We have declared a climate emergency in Tower Hamlets. The evidence not only shows this, but also shows the extreme consequences we all face if we don’t take immediate action.

We are very supportive of the petition calling for action on climate change, brought to the full council meeting in March 2019.

40 per cent of residents in Tower Hamlets live in areas that breach EU and government guidance on safe levels of air pollution and it’s the fifth worst borough in London for air pollution.

Our election manifesto promised to tackle poor air quality, and as a council we’re taking big steps to play our part. We’re already committed to achieve a 60% carbon dioxide emissions reduction by 2020 from our own operations, and we will start work now with an action plan with the aim of becoming a zero-carbon council by 2025. Our current Carbon Management Plan will be updated by the end of the year to help us achieve this ambitious target.


Read more about why we’ve declared a climate emergency here.


Locally, our Breathe Clean campaign was launched – this is about tackling air pollution across the borough and raising awareness about what can be done to improve air quality

As part of this campaign, we’ve launched an initiative to set up ‘School Streets’ near local schools where some roads are closed entirely to traffic and others have timed restrictions based around the school day. This will help to reduce air pollution around our schools

We’ve also set up an Air Quality Fund, worth £200,000, for residents and community groups to help deliver projects that tackle air pollution. Residents or groups can bid for funding, and successful bids have included a primary school who applied to install a green screen around a nursery, and a housing provider who applied to install electric charging points.
※
### What to work on
a - Using the climate emergency statement, say whether each of the following agrees with it, and support each answer with the deciding words from the statement: (i) The council aims to become a zero-carbon council by 2025. (ii) The Air Quality Fund is worth £500,000. (iii) Tower Hamlets is the worst borough in London for air pollution.
b - Continue the climate emergency statement, picking up after its final sentence.
The lines after this statement are separate material and are not part of it.

### Supplied information
※
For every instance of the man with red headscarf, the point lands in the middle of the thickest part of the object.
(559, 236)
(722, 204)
※
### Results
a -
(i) Yes: "with the aim of becoming a zero-carbon council by 2025"
(ii) No: "worth £200,000"
(iii) No: "it’s the fifth worst borough in London for air pollution"

b -
We’re also working to make it easier for residents and visitors to use bicycles in the borough, and to use public transport instead of cars.

More broadly we’re also encouraging residents to recycle more, to prevent more food going to landfill.

But while tackling air pollution locally is important, we need others to play their part too. The reality is that we need urgent action on a global level to avoid the worst consequences of climate change.

Mayor John Biggs said: “Research shows that children’s lungs in Tower Hamlets have up to 10% less lung capacity than normal. Politicians everywhere need to listen to the message from young people that if we don’t change our actions now we will leave a legacy of a climate emergency. We are taking steps across the borough to reduce our impact on the planet.”

Cllr Rachel Blake, Deputy Mayor and Cabinet Member for Regeneration and Air Quality said: “We are declaring a climate emergency in Tower Hamlets. We have already been taking action to reduce carbon dioxide emissions through our Breathe Clean campaign and our Carbon Management Plan, and we will now be producing an action plan with the aim of becoming a zero-carbon council by 2025.”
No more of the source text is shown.